Malgré une recapitalisation – une opération par laquelle une entreprise va renforcer ses fonds propres lorsque ceux-ci sont devenus insuffisants – de quatre milliards d’euros en 2017, l’entreprise est toujours en manque de fonds.
Le gouvernement envisage même de la scinder en deux en séparant les activités les plus rentables (énergies renouvelables, commerce, distribution) – qui pourraient être ouvertes aux capitaux privés – de celles jugées plus risquées (nucléaire, hydraulique, transports d’électricité), qui resteraient dans le giron de l’État.
Les syndicats alertent sur un possible “démantèlement” de ce monument historique. Le nom de code du futur plan stratégique – Hercule – en dit long sur l’ampleur des travaux à venir.
Près de 40 concurrents
Tout allait bien tant qu’“Électricité de France” était un monopole. La construction européenne a changé la donne. Au début des années 2000, la France a transcrit dans ses lois les directives européennes prévoyant l’ouverture à la concurrence des activités de production et de commercialisation de l’électricité.
À partir de 2007, les particuliers ont eu le droit de choisir un autre fournisseur. Depuis, ils ne s’en privent pas : l’acteur historique a désormais une quarantaine de concurrents, qui lui prennent plus de 100 000 clients par mois, d’après la Commission de régulation de l’énergie (CRE).
A lire : Réchauffement climatique : peut-on se passer du nucléaire ?
Selon les derniers chiffres, la part de marché des fournisseurs alternatifs chez les particuliers s’élève à 25 %. L’hémorragie va se poursuivre, puisque les prix de gros sur le marché européen de l’électricité sont bas, ce qui permet de proposer des tarifs plus avantageux que ceux de l’électricien, fixés par l’État.

○ ○ ○

Série d'exercices -
A - Que donne, dans le texte proposé, tout le passage qui va de « Le gouvernement envisage » jusqu'à « giron de l’État. » si l'on y substitue « lucratives » à « rentables » ? Recopiez-le avec ce changement.
B - Pouvez-vous écrire la suite du texte proposé sur l'ouverture du marché de l'électricité, à partir de sa dernière phrase ?

Données -
○ ○ ○

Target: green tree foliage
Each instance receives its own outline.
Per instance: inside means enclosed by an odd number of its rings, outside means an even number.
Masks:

○ ○ ○

Corrigé -
A -
Le gouvernement envisage même de la scinder en deux en séparant les activités les plus lucratives (énergies renouvelables, commerce, distribution) – qui pourraient être ouvertes aux capitaux privés – de celles jugées plus risquées (nucléaire, hydraulique, transports d’électricité), qui resteraient dans le giron de l’État.

B -
Un autre mécanisme, instauré en 2011 pour libéraliser le marché, pénalise EDF : l’accès régulé à l’électricité nucléaire historique, qui l’oblige à vendre à ses concurrents et à prix fixe (42 euros le mégawattheure) un quart de sa production nucléaire.
Conséquence, l’industriel cède à ses rivaux une partie de sa production en dessous de son coût de fabrication (47 euros). Ce dispositif pourrait toutefois être modifié ces prochains mois pour lui donner de l’air. Autre difficulté, la consommation n’augmente plus sur le rythme des Trente Glorieuses, mais stagne. Il faut donc se battre pour chaque client.

Les concurrents peuvent d’autant plus se permettre d’être agressifs qu’ils ne sont pas responsables de tout le système de production et donc des investissements massifs qu’ils nécessitent. Dans ce domaine, EDF a toujours un quasi-monopole en France, notamment grâce à ses 58 réacteurs nucléaires qui fournissent 70 % de l’électricité que nous consommons.
Débâcle en bourse
EDF, ce sont aussi des milliards envolés en Bourse. L’entreprise a été introduite sur les marchés financiers en novembre 2005, au prix de 32 euros l’action. Son cours grimpait au-dessus des 80 euros en 2007. Le nucléaire devait conquérir le monde, et EDF était une star du CAC 40.
La concurrence croissante des énergies renouvelables, les difficultés de Flamanville et la catastrophe de Fukushima ont inversé la tendance. Aujourd’hui, l’action évolue autour de 11 euros. Depuis 2015, l’État a renoncé à prélever ses dividendes et les reverse chaque année dans l’entreprise pour lui permettre d’investir.

Ce parc, construit dans les années 1970 et 80, requiert de coûteuses opérations de maintenance pour rester opérationnel dans les meilleures conditions de sécurité. Celles-ci ont encore été renforcées après la catastrophe de Fukushima, au Japon, en 2011.
La facture de ce colossal chantier de mise aux normes va s’élever à 100 milliards d’euros en 2030, d’après les calculs de la Cour des comptes. Tout cela pour des centrales vieillissantes dont la durée de vie à la construction avait été estimée à 40 ans.
"Comme un cycliste"
La charge financière est donc considérable et en plus, il faut aussi investir dans une nouvelle génération de centrales. C’est là qu’EDF joue sa peau. En effet, le nucléaire est toujours au cœur de sa stratégie : devenir “leader mondial des énergies bas carbone”, en misant notamment sur cette énergie qui n’émet pas de CO2 pour produire l’électricité.
À Flamanville, dans la Manche, l’entreprise s’est lancée depuis 2007 dans la construction d’une centrale encore plus puissante que les modèles précédents : l’EPR. Une vitrine pour conquérir des marchés à l’étranger et renflouer ses caisses. Mais ce chantier phare, qui devait s’achever en 2012 pour un coût de 3,5 milliards d’euros est un naufrage.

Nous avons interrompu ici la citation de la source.